Request | Reproduce every row below verbatim, omitting the pictures.

Coordinate annotation entries
<<<<
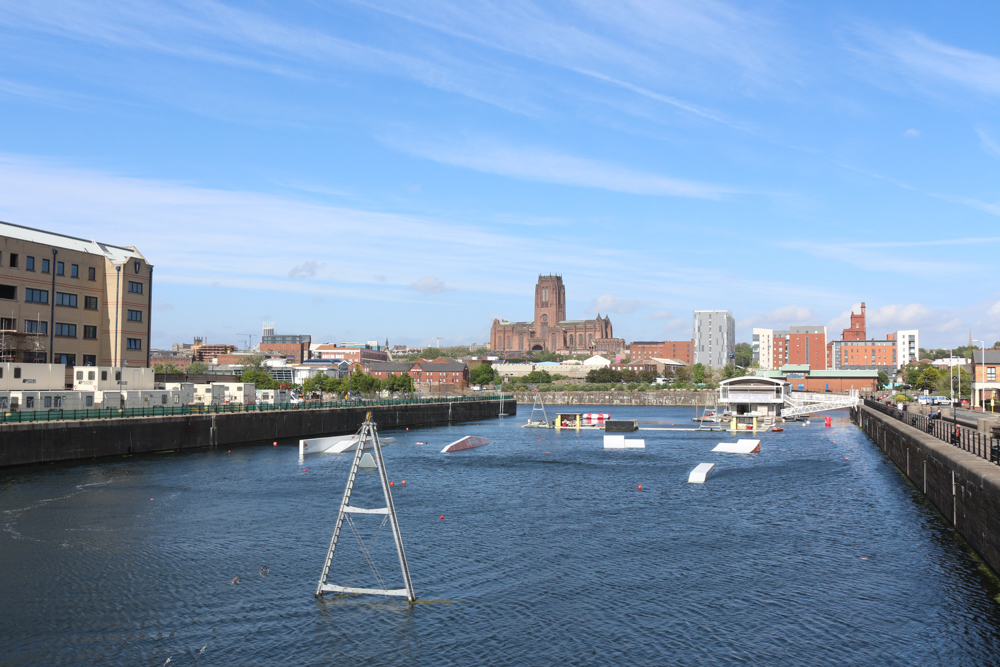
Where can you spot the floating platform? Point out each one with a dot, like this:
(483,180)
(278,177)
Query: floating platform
(739,447)
(621,425)
(701,473)
(620,442)
(468,442)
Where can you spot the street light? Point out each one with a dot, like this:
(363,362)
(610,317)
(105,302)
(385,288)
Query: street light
(983,364)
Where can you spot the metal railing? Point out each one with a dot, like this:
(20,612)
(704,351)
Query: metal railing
(946,430)
(59,414)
>>>>
Task response |
Where can you spot the floating platform? Point out each one with a dot, like this:
(483,180)
(278,177)
Query: floating platform
(739,447)
(621,425)
(701,473)
(620,442)
(468,442)
Where can you spot the street light? Point out each one with a dot, like this:
(363,362)
(610,317)
(105,302)
(385,288)
Query: street light
(983,364)
Where can you spot the metal railing? Point out each one with a dot, like this:
(20,612)
(704,351)
Query: metal railing
(946,430)
(59,414)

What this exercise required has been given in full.